--- ENTRIES PROVIDED Enclosed Below ---

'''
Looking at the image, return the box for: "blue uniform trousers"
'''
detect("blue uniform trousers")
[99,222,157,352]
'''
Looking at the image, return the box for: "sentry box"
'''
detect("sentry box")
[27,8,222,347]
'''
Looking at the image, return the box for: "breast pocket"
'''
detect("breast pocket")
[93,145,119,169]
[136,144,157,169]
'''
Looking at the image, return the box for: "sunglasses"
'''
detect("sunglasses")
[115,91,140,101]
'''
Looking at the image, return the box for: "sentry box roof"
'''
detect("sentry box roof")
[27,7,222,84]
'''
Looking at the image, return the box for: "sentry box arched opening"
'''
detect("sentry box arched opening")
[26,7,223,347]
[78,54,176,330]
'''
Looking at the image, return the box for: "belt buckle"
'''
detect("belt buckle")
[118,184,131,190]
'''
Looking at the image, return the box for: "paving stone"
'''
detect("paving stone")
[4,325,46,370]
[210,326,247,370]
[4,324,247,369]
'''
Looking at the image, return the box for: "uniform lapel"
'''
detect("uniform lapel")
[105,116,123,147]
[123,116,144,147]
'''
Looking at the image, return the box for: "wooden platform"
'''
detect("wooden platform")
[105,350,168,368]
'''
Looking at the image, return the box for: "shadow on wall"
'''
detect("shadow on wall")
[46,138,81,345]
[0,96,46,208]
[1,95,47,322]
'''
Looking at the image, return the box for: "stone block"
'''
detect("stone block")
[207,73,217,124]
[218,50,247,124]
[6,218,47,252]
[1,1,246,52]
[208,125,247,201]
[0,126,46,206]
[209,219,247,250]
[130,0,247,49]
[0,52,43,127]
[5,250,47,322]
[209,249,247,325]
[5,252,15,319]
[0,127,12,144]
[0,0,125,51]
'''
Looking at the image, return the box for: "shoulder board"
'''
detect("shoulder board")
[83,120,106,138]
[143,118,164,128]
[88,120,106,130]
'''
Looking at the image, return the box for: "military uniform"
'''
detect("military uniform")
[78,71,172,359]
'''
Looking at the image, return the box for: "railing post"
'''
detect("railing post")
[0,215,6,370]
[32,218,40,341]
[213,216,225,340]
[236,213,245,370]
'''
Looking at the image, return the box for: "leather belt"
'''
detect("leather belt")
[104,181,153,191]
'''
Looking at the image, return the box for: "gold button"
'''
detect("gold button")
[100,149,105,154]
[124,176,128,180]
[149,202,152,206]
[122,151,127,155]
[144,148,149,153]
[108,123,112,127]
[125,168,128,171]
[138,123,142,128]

--- End of Enclosed ENTRIES PROVIDED ---

§ **TASK REQUIREMENTS**: Copy each record exactly, leaving nothing out.

§ **ANSWER TO THE EXERCISE**:
'''
Looking at the image, return the box for: "blue uniform trousers"
'''
detect("blue uniform trousers")
[99,222,157,352]
'''
Looking at the image, return the box for: "sentry box"
'''
detect("sentry box")
[27,8,222,347]
'''
Looking at the image, return the box for: "breast pocket"
'''
detect("breast pocket")
[93,145,119,169]
[136,144,157,169]
'''
Looking at the image, return the box for: "sunglasses"
'''
detect("sunglasses")
[115,91,140,101]
'''
Looking at the image, return the box for: "sentry box roof"
'''
detect("sentry box roof")
[27,7,222,84]
'''
Looking at the image, return the box for: "sentry box arched opening"
'''
detect("sentry box arched opening")
[26,7,223,347]
[78,54,176,330]
'''
Looking at the image, return the box for: "belt buckle"
'''
detect("belt buckle")
[118,184,131,190]
'''
Looking at the image, return the box for: "paving stone"
'''
detect("paving stone")
[4,325,46,370]
[210,326,247,370]
[4,324,247,369]
'''
Looking at the image, return the box for: "uniform lapel"
'''
detect("uniform lapel")
[105,116,123,147]
[123,116,144,147]
'''
Looking at the image, return the box for: "wooden platform"
'''
detect("wooden platform")
[105,350,168,368]
'''
Looking at the image, return the box for: "shadow on wall"
'''
detect("shadow on wall")
[46,138,81,345]
[0,96,46,208]
[1,95,47,322]
'''
Looking at the image, return the box for: "stone block"
'''
detect("stone block")
[207,73,217,124]
[218,50,247,124]
[6,218,47,252]
[1,1,246,52]
[208,125,247,201]
[0,126,46,206]
[209,219,247,250]
[130,0,247,49]
[0,52,43,127]
[5,250,47,322]
[209,249,247,325]
[5,252,15,319]
[0,127,12,144]
[0,0,125,51]
'''
Looking at the image, return the box for: "shoulder board"
'''
detect("shoulder board")
[83,120,106,138]
[143,118,164,128]
[88,120,106,130]
'''
Looking at the image, return the box for: "military uniform"
'''
detect("military uniform")
[78,71,172,359]
'''
Looking at the image, return the box for: "railing post"
'''
detect("railing post")
[0,215,6,370]
[32,218,40,341]
[213,216,225,340]
[236,213,245,370]
'''
Looking at the image, return the box for: "leather belt"
'''
detect("leather belt")
[104,181,153,191]
'''
Looking at the image, return the box for: "gold button"
'''
detect("gold button")
[100,149,105,154]
[124,176,128,180]
[149,202,152,206]
[122,151,127,155]
[144,148,149,153]
[108,123,112,127]
[125,168,128,171]
[138,123,142,128]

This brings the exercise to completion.